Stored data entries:

>>

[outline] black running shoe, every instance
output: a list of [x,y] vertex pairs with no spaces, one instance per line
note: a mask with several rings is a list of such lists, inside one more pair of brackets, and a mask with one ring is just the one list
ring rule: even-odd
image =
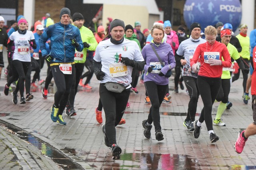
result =
[[193,125],[193,122],[191,121],[191,120],[189,121],[189,127],[188,129],[188,131],[190,131],[191,132],[192,132],[193,131],[195,130],[195,128],[194,127],[194,125]]
[[13,97],[12,103],[14,104],[16,104],[18,103],[18,95],[14,92],[13,92],[12,93],[12,95]]
[[185,127],[187,130],[188,131],[189,131],[190,128],[190,121],[186,121],[186,120],[184,120],[183,122],[183,126]]
[[7,87],[7,83],[5,84],[5,86],[4,86],[4,94],[5,96],[8,96],[8,94],[9,93],[9,87]]
[[29,101],[31,99],[33,99],[33,98],[34,98],[34,96],[32,95],[32,94],[29,93],[27,94],[27,95],[26,96],[26,101]]
[[113,144],[111,146],[111,153],[113,156],[112,158],[113,160],[119,159],[120,156],[119,155],[122,152],[122,149],[120,147],[118,147],[116,144]]
[[198,120],[194,121],[193,123],[194,127],[195,129],[193,132],[193,136],[194,136],[194,137],[196,139],[197,139],[199,137],[200,132],[201,131],[201,129],[202,129],[201,126],[198,126],[196,125],[198,121]]
[[158,130],[156,131],[156,139],[158,141],[162,141],[164,140],[163,137],[164,135],[162,133],[162,131],[160,130]]
[[108,137],[107,137],[107,134],[106,133],[106,131],[105,131],[105,125],[103,125],[101,127],[101,129],[102,129],[102,132],[103,133],[103,134],[104,135],[104,137],[103,138],[103,141],[104,141],[104,143],[105,143],[105,145],[108,147],[110,147],[111,145],[109,144],[108,142]]
[[142,126],[144,128],[144,136],[148,139],[150,139],[151,136],[150,130],[152,128],[152,125],[147,125],[147,120],[142,121]]
[[215,133],[211,133],[210,134],[210,140],[211,141],[211,142],[212,142],[212,143],[217,142],[219,139],[219,137],[217,136]]
[[24,97],[22,97],[20,98],[20,104],[25,104],[26,100]]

<<

Instructions to follow:
Please repeat all the records above word for word, leaving the pictures out.

Answer to this exercise:
[outline] black running shoe, every instance
output: a list of [x,y] vertex pairs with no spaces, one instance per line
note: a mask with several rings is a list of such lists, inside one more pair of brackets, and a mask with one ring is just the one list
ring rule: even-odd
image =
result =
[[193,125],[193,122],[191,121],[191,120],[189,121],[189,127],[188,129],[188,131],[190,131],[191,132],[192,132],[193,131],[195,130],[195,128],[194,127],[194,125]]
[[13,97],[12,103],[14,104],[16,104],[18,103],[18,95],[14,92],[13,92],[12,93],[12,95]]
[[185,127],[187,130],[188,131],[189,131],[190,128],[190,121],[186,121],[186,120],[184,120],[183,122],[183,126]]
[[7,87],[7,83],[5,84],[5,86],[4,86],[4,94],[5,96],[8,96],[8,94],[9,93],[9,87]]
[[29,101],[31,99],[33,99],[33,98],[34,98],[34,96],[32,95],[32,94],[29,93],[27,94],[27,95],[26,96],[26,101]]
[[113,144],[111,146],[111,153],[113,156],[112,158],[113,160],[119,159],[120,156],[119,155],[122,152],[122,149],[120,147],[118,147],[116,144]]
[[198,120],[194,121],[193,123],[194,127],[195,129],[193,132],[193,136],[194,136],[194,137],[196,139],[197,139],[199,137],[200,132],[201,131],[201,129],[202,129],[201,126],[198,126],[196,125],[198,121]]
[[158,130],[156,131],[156,139],[158,141],[162,141],[164,140],[163,137],[164,135],[162,133],[162,131],[160,130]]
[[108,137],[107,137],[107,134],[106,133],[106,131],[105,131],[105,125],[103,125],[101,127],[101,129],[102,129],[102,132],[103,133],[103,134],[104,135],[104,137],[103,138],[103,141],[104,141],[104,143],[105,143],[105,145],[108,147],[110,147],[111,145],[109,144],[108,142]]
[[142,126],[144,128],[144,136],[148,139],[150,139],[151,136],[150,130],[152,128],[152,125],[147,125],[147,120],[142,121]]
[[215,133],[211,133],[210,134],[210,140],[211,141],[211,142],[212,142],[212,143],[217,142],[219,139],[219,137],[217,136]]
[[24,97],[22,97],[20,98],[20,104],[25,104],[26,100]]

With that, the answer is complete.